### Given data
--------------------

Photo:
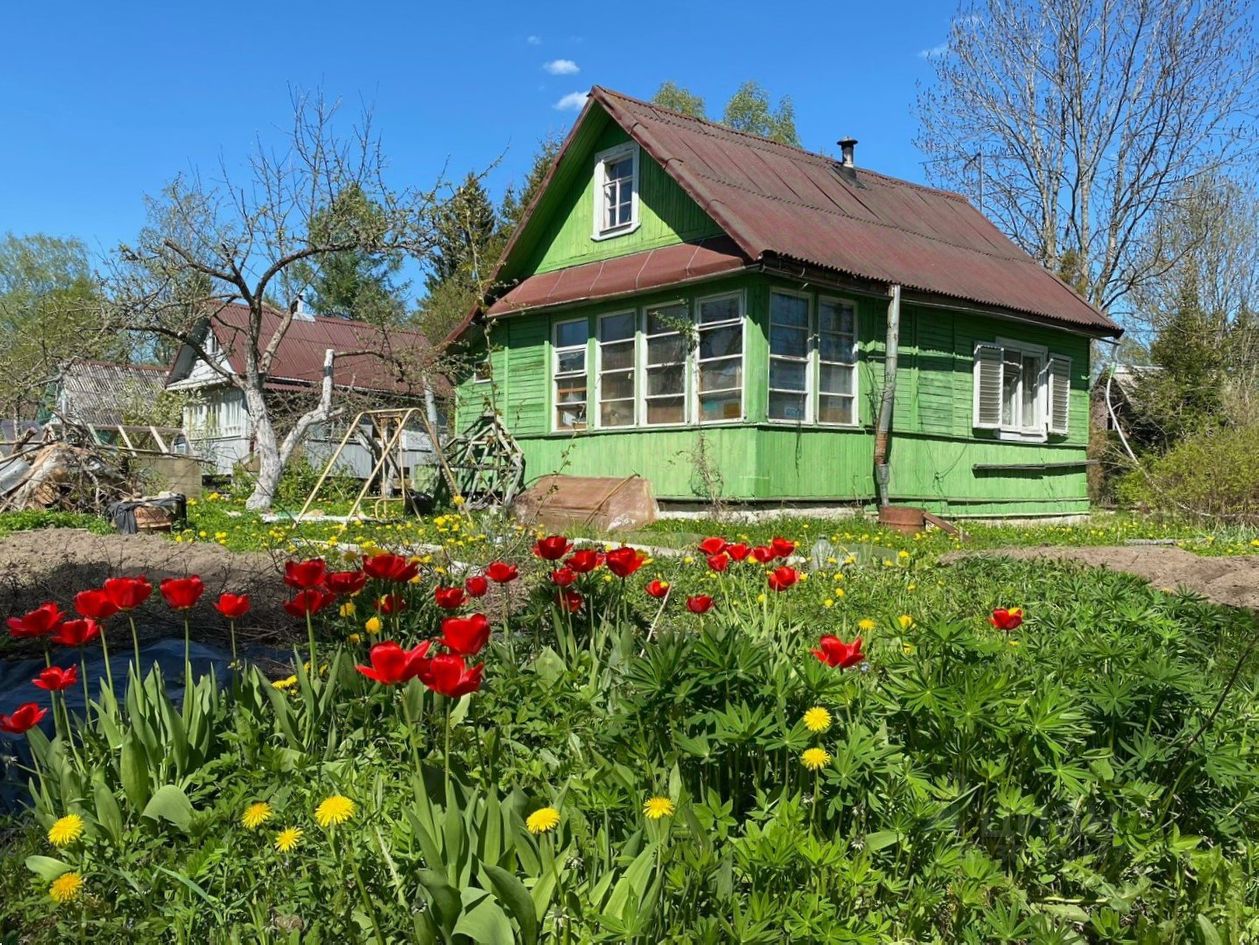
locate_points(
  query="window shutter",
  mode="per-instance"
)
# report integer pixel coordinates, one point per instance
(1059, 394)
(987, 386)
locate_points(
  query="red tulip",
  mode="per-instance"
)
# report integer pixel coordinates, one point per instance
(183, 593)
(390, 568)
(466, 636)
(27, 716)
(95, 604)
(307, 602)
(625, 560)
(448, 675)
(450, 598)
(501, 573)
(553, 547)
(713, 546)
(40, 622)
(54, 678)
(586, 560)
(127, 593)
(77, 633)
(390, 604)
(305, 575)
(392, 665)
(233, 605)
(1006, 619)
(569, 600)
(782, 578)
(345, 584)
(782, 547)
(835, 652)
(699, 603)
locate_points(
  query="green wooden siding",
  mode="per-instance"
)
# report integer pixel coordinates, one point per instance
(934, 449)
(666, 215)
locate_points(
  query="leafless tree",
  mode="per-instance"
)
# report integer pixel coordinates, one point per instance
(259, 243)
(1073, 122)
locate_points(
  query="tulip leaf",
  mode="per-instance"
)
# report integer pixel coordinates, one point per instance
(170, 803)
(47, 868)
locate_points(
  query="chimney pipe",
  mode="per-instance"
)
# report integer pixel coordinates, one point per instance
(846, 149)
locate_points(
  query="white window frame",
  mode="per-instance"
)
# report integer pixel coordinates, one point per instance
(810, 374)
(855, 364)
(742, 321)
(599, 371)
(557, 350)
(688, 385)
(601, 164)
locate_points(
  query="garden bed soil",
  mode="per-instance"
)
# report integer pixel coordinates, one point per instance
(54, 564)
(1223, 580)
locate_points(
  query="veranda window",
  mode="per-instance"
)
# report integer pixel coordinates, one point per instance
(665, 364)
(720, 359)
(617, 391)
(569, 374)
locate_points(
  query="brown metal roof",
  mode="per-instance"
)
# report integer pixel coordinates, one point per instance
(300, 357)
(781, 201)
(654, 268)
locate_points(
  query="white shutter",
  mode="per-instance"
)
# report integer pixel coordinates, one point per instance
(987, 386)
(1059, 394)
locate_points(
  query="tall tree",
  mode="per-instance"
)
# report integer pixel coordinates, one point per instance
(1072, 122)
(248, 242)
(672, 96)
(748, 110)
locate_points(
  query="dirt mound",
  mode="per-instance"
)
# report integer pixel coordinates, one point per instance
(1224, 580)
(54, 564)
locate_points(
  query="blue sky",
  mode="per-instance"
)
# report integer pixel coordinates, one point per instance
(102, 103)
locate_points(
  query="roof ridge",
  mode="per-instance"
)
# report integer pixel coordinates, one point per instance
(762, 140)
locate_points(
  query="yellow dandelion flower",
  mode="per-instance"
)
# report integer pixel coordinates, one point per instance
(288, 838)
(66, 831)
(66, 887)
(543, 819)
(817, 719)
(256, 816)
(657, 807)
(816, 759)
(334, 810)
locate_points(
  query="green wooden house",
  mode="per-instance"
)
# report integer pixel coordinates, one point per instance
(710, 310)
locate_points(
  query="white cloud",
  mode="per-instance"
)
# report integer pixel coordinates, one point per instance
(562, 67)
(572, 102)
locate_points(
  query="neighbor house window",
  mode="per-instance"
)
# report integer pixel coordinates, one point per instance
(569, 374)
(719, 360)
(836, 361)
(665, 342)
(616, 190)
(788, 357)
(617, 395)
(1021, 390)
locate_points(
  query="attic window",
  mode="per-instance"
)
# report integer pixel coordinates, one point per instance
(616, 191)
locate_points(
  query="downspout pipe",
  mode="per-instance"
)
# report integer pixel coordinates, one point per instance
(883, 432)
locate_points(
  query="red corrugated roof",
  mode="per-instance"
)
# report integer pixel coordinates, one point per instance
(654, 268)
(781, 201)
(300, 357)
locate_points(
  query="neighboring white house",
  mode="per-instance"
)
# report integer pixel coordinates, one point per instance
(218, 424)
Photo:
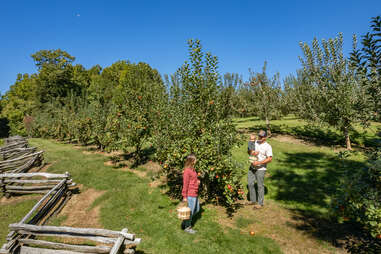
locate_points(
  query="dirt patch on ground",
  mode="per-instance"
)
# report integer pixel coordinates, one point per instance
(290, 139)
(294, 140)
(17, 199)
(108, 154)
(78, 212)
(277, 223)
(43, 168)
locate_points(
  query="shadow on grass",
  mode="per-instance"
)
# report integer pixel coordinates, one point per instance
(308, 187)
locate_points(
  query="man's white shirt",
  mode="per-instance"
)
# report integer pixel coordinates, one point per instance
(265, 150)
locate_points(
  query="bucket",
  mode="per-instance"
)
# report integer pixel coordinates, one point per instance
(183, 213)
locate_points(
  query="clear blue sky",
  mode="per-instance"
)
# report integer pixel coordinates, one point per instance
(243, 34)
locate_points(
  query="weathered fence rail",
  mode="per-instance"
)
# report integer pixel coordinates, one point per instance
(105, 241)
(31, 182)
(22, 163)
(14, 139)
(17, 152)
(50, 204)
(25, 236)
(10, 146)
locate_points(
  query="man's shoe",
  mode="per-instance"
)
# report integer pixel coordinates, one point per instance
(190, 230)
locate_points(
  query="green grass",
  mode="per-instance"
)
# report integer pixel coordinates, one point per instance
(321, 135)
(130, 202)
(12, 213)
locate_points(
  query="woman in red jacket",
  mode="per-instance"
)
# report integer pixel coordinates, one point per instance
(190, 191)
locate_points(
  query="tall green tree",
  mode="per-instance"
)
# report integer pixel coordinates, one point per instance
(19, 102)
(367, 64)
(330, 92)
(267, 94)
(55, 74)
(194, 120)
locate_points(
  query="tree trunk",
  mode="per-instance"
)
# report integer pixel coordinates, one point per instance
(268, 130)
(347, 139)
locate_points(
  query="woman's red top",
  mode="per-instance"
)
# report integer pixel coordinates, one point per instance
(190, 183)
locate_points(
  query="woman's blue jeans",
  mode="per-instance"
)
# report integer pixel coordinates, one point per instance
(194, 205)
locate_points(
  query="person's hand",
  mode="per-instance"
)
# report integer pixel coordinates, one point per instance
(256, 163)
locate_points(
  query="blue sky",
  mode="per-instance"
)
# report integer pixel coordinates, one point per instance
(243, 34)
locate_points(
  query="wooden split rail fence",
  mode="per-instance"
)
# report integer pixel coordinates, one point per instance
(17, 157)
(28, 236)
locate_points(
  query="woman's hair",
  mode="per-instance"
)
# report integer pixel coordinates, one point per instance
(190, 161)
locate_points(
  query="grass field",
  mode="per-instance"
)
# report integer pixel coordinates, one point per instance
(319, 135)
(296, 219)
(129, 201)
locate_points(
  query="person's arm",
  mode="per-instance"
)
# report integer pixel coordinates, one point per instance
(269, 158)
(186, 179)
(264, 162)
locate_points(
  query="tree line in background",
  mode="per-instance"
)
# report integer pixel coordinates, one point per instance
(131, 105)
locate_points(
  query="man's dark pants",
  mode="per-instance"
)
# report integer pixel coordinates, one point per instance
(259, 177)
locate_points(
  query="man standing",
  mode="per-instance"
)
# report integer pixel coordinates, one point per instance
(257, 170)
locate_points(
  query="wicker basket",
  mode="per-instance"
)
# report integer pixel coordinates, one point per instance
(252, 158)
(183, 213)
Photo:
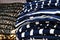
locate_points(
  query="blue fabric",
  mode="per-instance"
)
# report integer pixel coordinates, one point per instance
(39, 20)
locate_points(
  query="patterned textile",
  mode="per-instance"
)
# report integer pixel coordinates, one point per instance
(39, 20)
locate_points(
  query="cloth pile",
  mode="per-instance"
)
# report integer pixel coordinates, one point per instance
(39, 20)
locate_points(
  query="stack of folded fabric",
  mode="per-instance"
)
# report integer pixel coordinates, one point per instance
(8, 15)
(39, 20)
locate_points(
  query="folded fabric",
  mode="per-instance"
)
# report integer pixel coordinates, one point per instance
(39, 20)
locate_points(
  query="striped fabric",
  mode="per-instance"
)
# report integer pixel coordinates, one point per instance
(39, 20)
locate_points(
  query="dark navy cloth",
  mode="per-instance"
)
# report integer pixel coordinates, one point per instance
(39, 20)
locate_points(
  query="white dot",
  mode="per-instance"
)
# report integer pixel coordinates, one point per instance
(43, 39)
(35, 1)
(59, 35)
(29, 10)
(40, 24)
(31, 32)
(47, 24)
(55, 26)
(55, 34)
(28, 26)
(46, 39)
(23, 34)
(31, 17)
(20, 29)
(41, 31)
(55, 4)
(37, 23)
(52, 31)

--------------------

Where does the string "tall" occur in the material? Copy every line where it does.

  query="tall tree",
  query="tall green tree",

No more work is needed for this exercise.